• 課題の説明
以下のエントリをすべて、列名「指示文」「回答」の2列CSVに変換し、指示文1つにつき1行にしてもらえますか？どちらの値も改行を半角スペースに置き換えたうえで、二重引用符で囲んだ1つのフィールドに収めてください。

• 使用データ
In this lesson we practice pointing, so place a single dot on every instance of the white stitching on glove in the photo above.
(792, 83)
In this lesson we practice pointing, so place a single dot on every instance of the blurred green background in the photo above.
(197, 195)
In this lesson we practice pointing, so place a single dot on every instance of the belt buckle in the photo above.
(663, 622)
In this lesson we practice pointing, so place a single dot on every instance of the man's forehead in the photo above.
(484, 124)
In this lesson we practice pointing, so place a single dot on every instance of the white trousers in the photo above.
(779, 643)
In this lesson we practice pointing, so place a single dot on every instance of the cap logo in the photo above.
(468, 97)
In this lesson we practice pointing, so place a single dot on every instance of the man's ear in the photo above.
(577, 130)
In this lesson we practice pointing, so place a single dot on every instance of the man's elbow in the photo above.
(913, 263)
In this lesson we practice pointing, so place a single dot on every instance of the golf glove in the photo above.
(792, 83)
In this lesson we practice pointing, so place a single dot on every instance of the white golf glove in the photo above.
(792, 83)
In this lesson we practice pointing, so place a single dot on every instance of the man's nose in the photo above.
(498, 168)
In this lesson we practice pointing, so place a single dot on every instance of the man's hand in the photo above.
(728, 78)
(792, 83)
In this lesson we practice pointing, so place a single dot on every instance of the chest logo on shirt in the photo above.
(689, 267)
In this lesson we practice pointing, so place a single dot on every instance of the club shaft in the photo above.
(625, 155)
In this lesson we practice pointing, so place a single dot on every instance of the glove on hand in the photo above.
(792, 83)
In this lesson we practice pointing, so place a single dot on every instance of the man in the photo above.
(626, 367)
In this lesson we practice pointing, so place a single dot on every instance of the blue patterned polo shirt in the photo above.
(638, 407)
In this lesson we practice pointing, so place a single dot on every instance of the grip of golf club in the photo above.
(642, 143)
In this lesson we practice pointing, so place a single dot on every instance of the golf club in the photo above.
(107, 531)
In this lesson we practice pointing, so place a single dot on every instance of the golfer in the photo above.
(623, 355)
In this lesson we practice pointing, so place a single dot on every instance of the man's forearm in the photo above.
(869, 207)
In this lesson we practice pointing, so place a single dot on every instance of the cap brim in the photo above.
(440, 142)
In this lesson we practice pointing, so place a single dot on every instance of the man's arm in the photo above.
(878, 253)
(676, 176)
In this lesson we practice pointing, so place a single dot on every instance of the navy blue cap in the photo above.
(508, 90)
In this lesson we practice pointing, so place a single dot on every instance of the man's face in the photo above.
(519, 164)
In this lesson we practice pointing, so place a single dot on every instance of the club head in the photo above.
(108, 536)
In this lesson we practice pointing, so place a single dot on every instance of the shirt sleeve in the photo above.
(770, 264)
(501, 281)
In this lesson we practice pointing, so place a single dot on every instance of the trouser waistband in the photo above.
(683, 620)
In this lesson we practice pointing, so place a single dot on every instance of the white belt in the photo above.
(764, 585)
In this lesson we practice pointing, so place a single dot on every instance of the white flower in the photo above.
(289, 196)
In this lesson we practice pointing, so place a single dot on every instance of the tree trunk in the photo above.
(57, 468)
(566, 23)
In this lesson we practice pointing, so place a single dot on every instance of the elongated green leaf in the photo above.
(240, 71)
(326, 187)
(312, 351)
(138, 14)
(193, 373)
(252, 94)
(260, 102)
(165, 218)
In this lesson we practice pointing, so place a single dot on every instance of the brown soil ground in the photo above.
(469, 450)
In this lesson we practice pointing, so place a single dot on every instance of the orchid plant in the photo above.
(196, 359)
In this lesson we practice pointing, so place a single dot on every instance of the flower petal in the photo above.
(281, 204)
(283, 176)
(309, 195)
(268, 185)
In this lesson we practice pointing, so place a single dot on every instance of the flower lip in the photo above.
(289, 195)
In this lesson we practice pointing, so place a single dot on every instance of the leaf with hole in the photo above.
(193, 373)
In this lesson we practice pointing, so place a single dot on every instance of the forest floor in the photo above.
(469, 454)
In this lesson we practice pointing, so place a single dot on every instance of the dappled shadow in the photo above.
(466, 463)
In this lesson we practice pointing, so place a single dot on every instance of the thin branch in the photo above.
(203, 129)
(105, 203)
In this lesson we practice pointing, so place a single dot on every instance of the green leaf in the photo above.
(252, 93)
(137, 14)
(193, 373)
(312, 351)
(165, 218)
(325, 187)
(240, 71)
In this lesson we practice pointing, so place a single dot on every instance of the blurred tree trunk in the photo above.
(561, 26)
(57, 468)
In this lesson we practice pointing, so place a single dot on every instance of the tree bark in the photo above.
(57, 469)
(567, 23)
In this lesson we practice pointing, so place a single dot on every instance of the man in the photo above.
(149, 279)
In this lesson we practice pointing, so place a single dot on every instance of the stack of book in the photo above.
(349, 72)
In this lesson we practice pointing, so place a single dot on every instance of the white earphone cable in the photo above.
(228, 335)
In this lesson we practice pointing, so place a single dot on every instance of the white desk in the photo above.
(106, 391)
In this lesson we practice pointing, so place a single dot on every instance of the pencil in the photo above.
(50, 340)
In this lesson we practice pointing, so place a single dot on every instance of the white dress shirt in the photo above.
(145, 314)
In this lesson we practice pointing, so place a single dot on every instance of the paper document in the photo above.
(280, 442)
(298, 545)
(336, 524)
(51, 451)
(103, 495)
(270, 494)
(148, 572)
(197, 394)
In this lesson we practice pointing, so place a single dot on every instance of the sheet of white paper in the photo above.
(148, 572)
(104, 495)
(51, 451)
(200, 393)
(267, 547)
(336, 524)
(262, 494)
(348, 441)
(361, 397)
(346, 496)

• 実行結果
指示文,回答
"In this lesson we practice pointing, so place a single dot on every instance of the white stitching on glove in the photo above.","(792, 83)"
"In this lesson we practice pointing, so place a single dot on every instance of the blurred green background in the photo above.","(197, 195)"
"In this lesson we practice pointing, so place a single dot on every instance of the belt buckle in the photo above.","(663, 622)"
"In this lesson we practice pointing, so place a single dot on every instance of the man's forehead in the photo above.","(484, 124)"
"In this lesson we practice pointing, so place a single dot on every instance of the white trousers in the photo above.","(779, 643)"
"In this lesson we practice pointing, so place a single dot on every instance of the cap logo in the photo above.","(468, 97)"
"In this lesson we practice pointing, so place a single dot on every instance of the man's ear in the photo above.","(577, 130)"
"In this lesson we practice pointing, so place a single dot on every instance of the man's elbow in the photo above.","(913, 263)"
"In this lesson we practice pointing, so place a single dot on every instance of the golf glove in the photo above.","(792, 83)"
"In this lesson we practice pointing, so place a single dot on every instance of the white golf glove in the photo above.","(792, 83)"
"In this lesson we practice pointing, so place a single dot on every instance of the man's nose in the photo above.","(498, 168)"
"In this lesson we practice pointing, so place a single dot on every instance of the man's hand in the photo above.","(728, 78) (792, 83)"
"In this lesson we practice pointing, so place a single dot on every instance of the chest logo on shirt in the photo above.","(689, 267)"
"In this lesson we practice pointing, so place a single dot on every instance of the club shaft in the photo above.","(625, 155)"
"In this lesson we practice pointing, so place a single dot on every instance of the glove on hand in the photo above.","(792, 83)"
"In this lesson we practice pointing, so place a single dot on every instance of the man in the photo above.","(626, 367)"
"In this lesson we practice pointing, so place a single dot on every instance of the blue patterned polo shirt in the photo above.","(638, 407)"
"In this lesson we practice pointing, so place a single dot on every instance of the grip of golf club in the photo above.","(642, 143)"
"In this lesson we practice pointing, so place a single dot on every instance of the golf club in the photo above.","(107, 531)"
"In this lesson we practice pointing, so place a single dot on every instance of the golfer in the photo above.","(623, 355)"
"In this lesson we practice pointing, so place a single dot on every instance of the man's forearm in the photo above.","(869, 207)"
"In this lesson we practice pointing, so place a single dot on every instance of the cap brim in the photo above.","(440, 142)"
"In this lesson we practice pointing, so place a single dot on every instance of the man's arm in the photo above.","(878, 253) (676, 176)"
"In this lesson we practice pointing, so place a single dot on every instance of the navy blue cap in the photo above.","(508, 90)"
"In this lesson we practice pointing, so place a single dot on every instance of the man's face in the photo above.","(519, 164)"
"In this lesson we practice pointing, so place a single dot on every instance of the club head in the photo above.","(108, 536)"
"In this lesson we practice pointing, so place a single dot on every instance of the shirt sleeve in the photo above.","(770, 264) (501, 281)"
"In this lesson we practice pointing, so place a single dot on every instance of the trouser waistband in the photo above.","(683, 620)"
"In this lesson we practice pointing, so place a single dot on every instance of the white belt in the photo above.","(764, 585)"
"In this lesson we practice pointing, so place a single dot on every instance of the white flower in the photo above.","(289, 196)"
"In this lesson we practice pointing, so place a single dot on every instance of the tree trunk in the photo above.","(57, 468) (566, 23)"
"In this lesson we practice pointing, so place a single dot on every instance of the elongated green leaf in the photo above.","(240, 71) (326, 187) (312, 351) (138, 14) (193, 373) (252, 94) (260, 102) (165, 218)"
"In this lesson we practice pointing, so place a single dot on every instance of the brown soil ground in the photo above.","(469, 450)"
"In this lesson we practice pointing, so place a single dot on every instance of the orchid plant in the photo above.","(196, 359)"
"In this lesson we practice pointing, so place a single dot on every instance of the flower petal in the photo above.","(281, 204) (283, 176) (309, 195) (268, 185)"
"In this lesson we practice pointing, so place a single dot on every instance of the flower lip in the photo above.","(289, 195)"
"In this lesson we practice pointing, so place a single dot on every instance of the leaf with hole in the photo above.","(193, 373)"
"In this lesson we practice pointing, so place a single dot on every instance of the forest floor in the photo above.","(469, 454)"
"In this lesson we practice pointing, so place a single dot on every instance of the dappled shadow in the photo above.","(466, 463)"
"In this lesson we practice pointing, so place a single dot on every instance of the thin branch in the photo above.","(203, 129) (105, 203)"
"In this lesson we practice pointing, so place a single dot on every instance of the green leaf in the photo above.","(252, 93) (137, 14) (193, 373) (312, 351) (165, 218) (325, 187) (240, 71)"
"In this lesson we practice pointing, so place a single dot on every instance of the blurred tree trunk in the photo above.","(561, 26) (57, 468)"
"In this lesson we practice pointing, so place a single dot on every instance of the tree bark in the photo above.","(57, 469) (567, 23)"
"In this lesson we practice pointing, so place a single dot on every instance of the man in the photo above.","(149, 279)"
"In this lesson we practice pointing, so place a single dot on every instance of the stack of book in the photo above.","(349, 72)"
"In this lesson we practice pointing, so place a single dot on every instance of the white earphone cable in the photo above.","(228, 335)"
"In this lesson we practice pointing, so place a single dot on every instance of the white desk in the photo above.","(106, 391)"
"In this lesson we practice pointing, so place a single dot on every instance of the pencil in the photo above.","(50, 340)"
"In this lesson we practice pointing, so place a single dot on every instance of the white dress shirt in the photo above.","(145, 314)"
"In this lesson we practice pointing, so place a single dot on every instance of the paper document in the photo above.","(280, 442) (298, 545) (336, 524) (51, 451) (103, 495) (270, 494) (148, 572) (197, 394)"
"In this lesson we practice pointing, so place a single dot on every instance of the sheet of white paper in the photo above.","(148, 572) (104, 495) (51, 451) (200, 393) (267, 547) (336, 524) (262, 494) (348, 441) (361, 397) (346, 496)"